[Short exercise]:
Present every one of the records below as a numbered list, omitting blank lines and leaving out the pictures.

[Exercise data]:
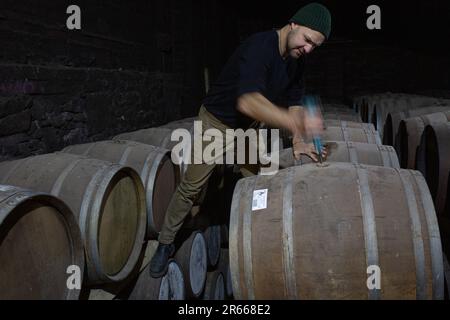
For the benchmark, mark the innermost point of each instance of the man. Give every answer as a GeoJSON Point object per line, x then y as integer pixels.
{"type": "Point", "coordinates": [265, 71]}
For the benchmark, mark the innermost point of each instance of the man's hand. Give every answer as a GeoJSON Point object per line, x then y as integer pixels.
{"type": "Point", "coordinates": [309, 149]}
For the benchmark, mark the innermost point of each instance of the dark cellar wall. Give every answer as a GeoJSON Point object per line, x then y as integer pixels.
{"type": "Point", "coordinates": [136, 64]}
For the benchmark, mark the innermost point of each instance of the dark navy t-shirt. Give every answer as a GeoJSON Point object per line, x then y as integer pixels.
{"type": "Point", "coordinates": [255, 66]}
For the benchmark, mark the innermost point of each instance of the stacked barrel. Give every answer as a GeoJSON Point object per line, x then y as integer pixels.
{"type": "Point", "coordinates": [418, 128]}
{"type": "Point", "coordinates": [82, 223]}
{"type": "Point", "coordinates": [199, 268]}
{"type": "Point", "coordinates": [320, 229]}
{"type": "Point", "coordinates": [311, 231]}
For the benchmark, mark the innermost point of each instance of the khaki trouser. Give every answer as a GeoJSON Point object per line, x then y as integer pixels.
{"type": "Point", "coordinates": [195, 178]}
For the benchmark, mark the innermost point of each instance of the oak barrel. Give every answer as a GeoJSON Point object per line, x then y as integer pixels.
{"type": "Point", "coordinates": [160, 137]}
{"type": "Point", "coordinates": [410, 132]}
{"type": "Point", "coordinates": [107, 199]}
{"type": "Point", "coordinates": [433, 160]}
{"type": "Point", "coordinates": [355, 152]}
{"type": "Point", "coordinates": [39, 242]}
{"type": "Point", "coordinates": [192, 259]}
{"type": "Point", "coordinates": [214, 286]}
{"type": "Point", "coordinates": [393, 120]}
{"type": "Point", "coordinates": [157, 172]}
{"type": "Point", "coordinates": [168, 287]}
{"type": "Point", "coordinates": [351, 134]}
{"type": "Point", "coordinates": [314, 232]}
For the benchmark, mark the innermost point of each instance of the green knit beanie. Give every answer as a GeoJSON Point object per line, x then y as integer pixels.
{"type": "Point", "coordinates": [314, 16]}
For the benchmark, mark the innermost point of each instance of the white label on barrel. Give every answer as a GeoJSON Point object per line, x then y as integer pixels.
{"type": "Point", "coordinates": [259, 199]}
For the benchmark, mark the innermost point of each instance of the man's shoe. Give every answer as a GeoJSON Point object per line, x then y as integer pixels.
{"type": "Point", "coordinates": [160, 260]}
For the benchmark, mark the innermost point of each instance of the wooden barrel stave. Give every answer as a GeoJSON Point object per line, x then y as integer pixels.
{"type": "Point", "coordinates": [341, 151]}
{"type": "Point", "coordinates": [36, 228]}
{"type": "Point", "coordinates": [192, 258]}
{"type": "Point", "coordinates": [323, 255]}
{"type": "Point", "coordinates": [214, 286]}
{"type": "Point", "coordinates": [393, 120]}
{"type": "Point", "coordinates": [98, 193]}
{"type": "Point", "coordinates": [409, 135]}
{"type": "Point", "coordinates": [153, 164]}
{"type": "Point", "coordinates": [433, 160]}
{"type": "Point", "coordinates": [168, 287]}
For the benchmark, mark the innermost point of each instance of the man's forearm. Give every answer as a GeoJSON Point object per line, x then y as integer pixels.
{"type": "Point", "coordinates": [296, 112]}
{"type": "Point", "coordinates": [258, 107]}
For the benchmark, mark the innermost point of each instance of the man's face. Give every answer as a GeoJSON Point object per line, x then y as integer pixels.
{"type": "Point", "coordinates": [302, 40]}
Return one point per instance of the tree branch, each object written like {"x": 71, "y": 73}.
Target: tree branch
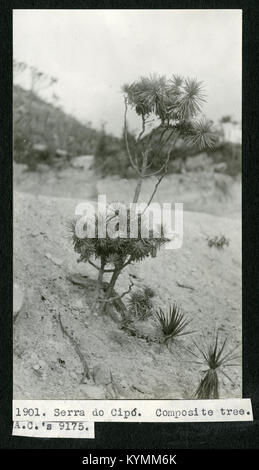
{"x": 134, "y": 166}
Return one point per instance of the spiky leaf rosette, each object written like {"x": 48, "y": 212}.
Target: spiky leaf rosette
{"x": 116, "y": 250}
{"x": 214, "y": 356}
{"x": 177, "y": 103}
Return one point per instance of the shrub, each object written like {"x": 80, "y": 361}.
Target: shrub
{"x": 174, "y": 105}
{"x": 218, "y": 241}
{"x": 140, "y": 304}
{"x": 215, "y": 359}
{"x": 172, "y": 322}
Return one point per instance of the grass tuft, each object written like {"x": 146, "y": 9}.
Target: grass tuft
{"x": 216, "y": 359}
{"x": 140, "y": 304}
{"x": 172, "y": 322}
{"x": 218, "y": 242}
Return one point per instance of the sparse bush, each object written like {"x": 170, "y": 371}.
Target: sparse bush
{"x": 173, "y": 322}
{"x": 115, "y": 254}
{"x": 140, "y": 304}
{"x": 218, "y": 241}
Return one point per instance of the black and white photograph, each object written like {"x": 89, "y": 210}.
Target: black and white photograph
{"x": 127, "y": 159}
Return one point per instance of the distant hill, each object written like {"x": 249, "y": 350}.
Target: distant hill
{"x": 39, "y": 122}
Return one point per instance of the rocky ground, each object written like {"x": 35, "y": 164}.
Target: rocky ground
{"x": 51, "y": 286}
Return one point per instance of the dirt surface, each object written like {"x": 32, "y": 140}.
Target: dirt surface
{"x": 204, "y": 281}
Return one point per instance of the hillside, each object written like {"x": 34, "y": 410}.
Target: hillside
{"x": 39, "y": 122}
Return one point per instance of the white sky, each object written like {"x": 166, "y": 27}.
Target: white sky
{"x": 94, "y": 52}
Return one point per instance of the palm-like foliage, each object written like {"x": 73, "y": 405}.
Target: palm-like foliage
{"x": 176, "y": 102}
{"x": 172, "y": 322}
{"x": 116, "y": 251}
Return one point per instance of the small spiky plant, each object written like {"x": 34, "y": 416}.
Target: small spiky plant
{"x": 174, "y": 105}
{"x": 218, "y": 241}
{"x": 172, "y": 322}
{"x": 214, "y": 357}
{"x": 140, "y": 304}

[Solution to this task]:
1. For the benchmark, mark the innermost point of each instance of the man. Give every answer as a GeoJSON Point object per line, x then y as integer pixels.
2. {"type": "Point", "coordinates": [265, 71]}
3. For the benchmark, mark the innermost point of each instance of the man's hand. Give every answer as a GeoJSON Point object per line, x then y as integer pixels.
4. {"type": "Point", "coordinates": [309, 149]}
5. For the benchmark, mark the innermost point of each instance of the dark cellar wall. Give every answer as a GeoJSON Point object per line, x then y as integer pixels.
6. {"type": "Point", "coordinates": [136, 64]}
7. For the benchmark, mark the innermost point of each instance of the dark navy t-shirt. Give every answer as a GeoJSON Point object per line, x then y as integer pixels.
8. {"type": "Point", "coordinates": [255, 66]}
9. For the benchmark, mark the innermost point of each instance of the stacked barrel. Give every answer as a GeoJSON Point object per line, x then y as integer pixels.
10. {"type": "Point", "coordinates": [418, 128]}
11. {"type": "Point", "coordinates": [82, 223]}
12. {"type": "Point", "coordinates": [199, 268]}
13. {"type": "Point", "coordinates": [320, 229]}
14. {"type": "Point", "coordinates": [311, 231]}
15. For the benchmark, mark the innermost point of each instance of the khaki trouser. Give every answer as a GeoJSON Point object per line, x then y as integer pixels.
16. {"type": "Point", "coordinates": [195, 178]}
17. For the benchmark, mark the innermost point of each instance of the oak barrel. Give every answer as a GeoJSON Point object per line, x then y as integer pixels.
18. {"type": "Point", "coordinates": [160, 137]}
19. {"type": "Point", "coordinates": [410, 132]}
20. {"type": "Point", "coordinates": [107, 199]}
21. {"type": "Point", "coordinates": [433, 160]}
22. {"type": "Point", "coordinates": [355, 152]}
23. {"type": "Point", "coordinates": [39, 242]}
24. {"type": "Point", "coordinates": [192, 259]}
25. {"type": "Point", "coordinates": [214, 286]}
26. {"type": "Point", "coordinates": [393, 120]}
27. {"type": "Point", "coordinates": [157, 172]}
28. {"type": "Point", "coordinates": [168, 287]}
29. {"type": "Point", "coordinates": [351, 134]}
30. {"type": "Point", "coordinates": [314, 232]}
31. For the benchmark, mark the innermost point of each instance of the green knit beanie. Give every answer as a GeoJSON Point object per line, x then y as integer pixels.
32. {"type": "Point", "coordinates": [314, 16]}
33. For the benchmark, mark the innermost point of each instance of the white label on barrel. Give every answer as a GeoJSON Point object per line, x then y as integer pixels.
34. {"type": "Point", "coordinates": [259, 199]}
35. For the benchmark, mark the innermost point of each instance of the man's shoe. Give every answer as a GeoJSON Point object per line, x then y as integer pixels.
36. {"type": "Point", "coordinates": [160, 260]}
37. For the benchmark, mark the innermost point of each instance of the wooden barrel stave. Give every answer as a GeoJSON Point object per line, x then y as integer pixels.
38. {"type": "Point", "coordinates": [341, 151]}
39. {"type": "Point", "coordinates": [36, 228]}
40. {"type": "Point", "coordinates": [192, 258]}
41. {"type": "Point", "coordinates": [323, 255]}
42. {"type": "Point", "coordinates": [214, 286]}
43. {"type": "Point", "coordinates": [393, 120]}
44. {"type": "Point", "coordinates": [98, 193]}
45. {"type": "Point", "coordinates": [409, 135]}
46. {"type": "Point", "coordinates": [153, 164]}
47. {"type": "Point", "coordinates": [433, 160]}
48. {"type": "Point", "coordinates": [168, 287]}
49. For the benchmark, mark the innermost point of each instance of the man's forearm. Give every answer as a GeoJSON Point object per line, x then y as integer pixels.
50. {"type": "Point", "coordinates": [296, 112]}
51. {"type": "Point", "coordinates": [258, 107]}
52. For the benchmark, mark the innermost point of each instance of the man's face. Give every answer as a GeoJSON Point object per line, x then y as integer pixels.
53. {"type": "Point", "coordinates": [302, 40]}
54. Return one point per instance of the tree branch, each object written like {"x": 71, "y": 73}.
55. Target: tree branch
56. {"x": 134, "y": 166}
57. Return one point per instance of the spiky leaf rosette, each object written like {"x": 48, "y": 212}.
58. Target: spiky leaf rosette
59. {"x": 116, "y": 250}
60. {"x": 214, "y": 356}
61. {"x": 177, "y": 103}
62. Return one point per instance of the shrub, each object written like {"x": 80, "y": 361}.
63. Target: shrub
64. {"x": 174, "y": 105}
65. {"x": 218, "y": 241}
66. {"x": 140, "y": 304}
67. {"x": 215, "y": 359}
68. {"x": 172, "y": 322}
69. Return one point per instance of the grass tuft, each object written like {"x": 146, "y": 9}.
70. Target: grass tuft
71. {"x": 216, "y": 359}
72. {"x": 140, "y": 304}
73. {"x": 172, "y": 322}
74. {"x": 218, "y": 242}
75. Return one point per instance of the sparse bush, each object written like {"x": 170, "y": 371}.
76. Target: sparse bush
77. {"x": 173, "y": 322}
78. {"x": 115, "y": 254}
79. {"x": 140, "y": 304}
80. {"x": 218, "y": 241}
81. Return one point per instance of the black and white photograph, each object written like {"x": 89, "y": 210}.
82. Target: black and white photograph
83. {"x": 127, "y": 159}
84. Return one point per instance of the distant hill, each object written like {"x": 249, "y": 350}.
85. Target: distant hill
86. {"x": 39, "y": 122}
87. Return one point per instance of the rocky ground, each object written like {"x": 35, "y": 164}.
88. Target: rocky ground
89. {"x": 51, "y": 286}
90. Return one point per instance of the dirt surface, each object written like {"x": 32, "y": 140}.
91. Target: dirt surface
92. {"x": 204, "y": 281}
93. Return one point per instance of the hillside, each object written like {"x": 34, "y": 410}.
94. Target: hillside
95. {"x": 39, "y": 122}
96. Return one point per instance of the white sky, each object written like {"x": 166, "y": 27}.
97. Target: white sky
98. {"x": 94, "y": 52}
99. Return one point per instance of the palm-like foliage, each object written like {"x": 73, "y": 405}.
100. Target: palm-like foliage
101. {"x": 176, "y": 102}
102. {"x": 172, "y": 322}
103. {"x": 116, "y": 251}
104. Return one point per instance of the small spiky plant, each object written like {"x": 34, "y": 416}.
105. Target: small spiky plant
106. {"x": 174, "y": 105}
107. {"x": 218, "y": 241}
108. {"x": 172, "y": 322}
109. {"x": 214, "y": 357}
110. {"x": 140, "y": 304}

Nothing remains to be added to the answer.